* [TEXT EXTRACT]
I mentioned above that I was not referring to disciplines that require formal qualification to practice.  I would of course expect a doctor to have the necessary qualifications!

My point is that when considering a *senior *candidate, it is their experience that is important.  In my opnion, their degree (or absence of same) is of no relevance, a degree is certainly no indicator of competence.


----------



## ang1170 (26 Jul 2008)

bankrupt said:


> My point is that when considering a *senior *candidate, it is their experience that is important. In my opnion, their degree (or absence of same) is of no relevance, a degree is certainly no indicator of competence.


 
It may be your opinion (and it's one I happen to share) but unfortunatly it is quite common to screen CVs on criteria like whether the candidate has a degree or not. In those cases, the decision maker mighn't even get to see a CV of a job applicant.

At the very least, it puts you at a disadvantage in not having a degree for a lot of positions.


----------



## bankrupt (26 Jul 2008)

ang1170 said:


> It may be your opinion (and it's one I happen to share) but unfortunatly it is quite common to screen CVs on criteria like whether the candidate has a degree or not. In those cases, the decision maker mighn't even get to see a CV of a job applicant.
> 
> At the very least, it puts you at a disadvantage in not having a degree for a lot of positions.



I agree with you ang1170, I have already made that point.


----------



## ang1170 (26 Jul 2008)

It's odd how easily it is to fall into the same trap, though. It so happens we're on a recruitment drive at the moment, and this very point was brought up: that we shouldn't discount applicants who didn't have a degree. We all agreed this made sense, and yet there it was in the ad we'd already placed: "...must have a degree". How many didn't apply because of that line?


----------

* [STORED DATA]
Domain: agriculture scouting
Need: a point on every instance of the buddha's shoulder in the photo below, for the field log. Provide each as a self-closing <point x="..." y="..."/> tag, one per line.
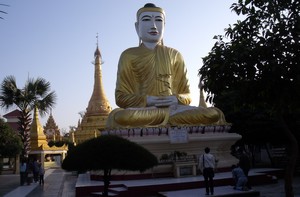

* [WHAT YOU HAVE TO DO] In the forum thread, what requirement did the ad that ang1170's team had already placed include?

* [CORRECT RESULT] The ad said applicants "must have a degree."